__Collected data__

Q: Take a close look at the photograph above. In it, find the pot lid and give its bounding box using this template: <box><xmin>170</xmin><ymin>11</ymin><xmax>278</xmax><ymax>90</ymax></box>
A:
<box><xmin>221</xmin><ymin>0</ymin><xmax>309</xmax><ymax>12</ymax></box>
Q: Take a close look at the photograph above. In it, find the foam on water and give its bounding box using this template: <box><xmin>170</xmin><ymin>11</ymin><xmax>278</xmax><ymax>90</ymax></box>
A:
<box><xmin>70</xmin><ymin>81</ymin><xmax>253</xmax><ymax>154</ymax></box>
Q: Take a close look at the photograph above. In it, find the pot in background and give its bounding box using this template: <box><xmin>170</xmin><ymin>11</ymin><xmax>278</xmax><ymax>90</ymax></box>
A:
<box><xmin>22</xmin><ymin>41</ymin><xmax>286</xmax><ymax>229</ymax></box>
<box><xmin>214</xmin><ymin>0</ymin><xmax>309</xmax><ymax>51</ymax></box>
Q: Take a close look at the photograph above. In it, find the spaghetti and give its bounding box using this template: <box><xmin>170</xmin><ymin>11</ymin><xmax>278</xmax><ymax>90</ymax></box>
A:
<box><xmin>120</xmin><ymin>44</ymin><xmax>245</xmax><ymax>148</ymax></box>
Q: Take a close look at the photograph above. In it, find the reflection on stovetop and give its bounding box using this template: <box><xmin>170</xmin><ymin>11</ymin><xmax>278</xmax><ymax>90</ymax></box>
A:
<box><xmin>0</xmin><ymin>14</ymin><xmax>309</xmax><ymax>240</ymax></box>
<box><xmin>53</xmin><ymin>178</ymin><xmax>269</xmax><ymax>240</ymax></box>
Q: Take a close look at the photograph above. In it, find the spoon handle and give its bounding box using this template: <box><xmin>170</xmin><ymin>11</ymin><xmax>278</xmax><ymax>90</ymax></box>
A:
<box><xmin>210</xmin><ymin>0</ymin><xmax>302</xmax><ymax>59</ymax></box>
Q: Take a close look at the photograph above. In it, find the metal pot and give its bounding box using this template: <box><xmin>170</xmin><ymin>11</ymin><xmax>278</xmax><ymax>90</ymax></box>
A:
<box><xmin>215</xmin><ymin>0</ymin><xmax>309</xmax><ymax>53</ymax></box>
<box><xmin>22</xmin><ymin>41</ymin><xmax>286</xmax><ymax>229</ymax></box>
==
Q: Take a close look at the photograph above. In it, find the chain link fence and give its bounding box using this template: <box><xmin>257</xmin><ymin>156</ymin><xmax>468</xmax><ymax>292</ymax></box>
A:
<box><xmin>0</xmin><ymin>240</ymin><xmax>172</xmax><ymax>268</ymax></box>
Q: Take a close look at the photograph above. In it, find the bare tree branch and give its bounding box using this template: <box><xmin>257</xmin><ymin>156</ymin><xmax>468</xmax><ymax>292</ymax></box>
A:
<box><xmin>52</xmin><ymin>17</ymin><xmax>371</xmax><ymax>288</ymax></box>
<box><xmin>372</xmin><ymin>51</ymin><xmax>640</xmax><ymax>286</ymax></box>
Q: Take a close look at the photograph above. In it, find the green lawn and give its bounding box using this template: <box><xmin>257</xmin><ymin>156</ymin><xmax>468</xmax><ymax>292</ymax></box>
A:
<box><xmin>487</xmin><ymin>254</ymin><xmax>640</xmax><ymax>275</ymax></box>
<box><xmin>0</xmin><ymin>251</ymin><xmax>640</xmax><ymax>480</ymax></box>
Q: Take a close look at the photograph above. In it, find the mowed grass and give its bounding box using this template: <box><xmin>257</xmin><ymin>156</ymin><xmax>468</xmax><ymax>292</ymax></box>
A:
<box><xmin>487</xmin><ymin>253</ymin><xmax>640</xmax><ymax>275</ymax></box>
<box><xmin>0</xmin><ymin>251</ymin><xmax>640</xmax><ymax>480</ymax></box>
...
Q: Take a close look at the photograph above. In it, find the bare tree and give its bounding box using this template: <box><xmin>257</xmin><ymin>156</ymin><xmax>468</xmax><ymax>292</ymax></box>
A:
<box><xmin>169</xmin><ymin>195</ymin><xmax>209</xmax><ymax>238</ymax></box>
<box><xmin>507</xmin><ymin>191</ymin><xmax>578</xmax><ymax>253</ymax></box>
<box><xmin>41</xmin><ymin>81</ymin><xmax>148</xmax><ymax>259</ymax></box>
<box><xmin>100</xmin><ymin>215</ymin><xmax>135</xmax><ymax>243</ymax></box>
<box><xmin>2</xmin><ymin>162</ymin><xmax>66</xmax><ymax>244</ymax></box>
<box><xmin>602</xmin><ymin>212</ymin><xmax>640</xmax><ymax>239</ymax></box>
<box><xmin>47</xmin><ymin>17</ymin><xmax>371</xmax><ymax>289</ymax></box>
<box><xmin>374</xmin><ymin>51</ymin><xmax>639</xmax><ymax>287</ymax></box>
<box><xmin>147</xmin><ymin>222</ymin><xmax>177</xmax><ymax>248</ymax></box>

__To be done__
Count the lines of the entries that contain the string "bare", treating uppercase and lowercase as different. Reply with the number only.

__Final result__
2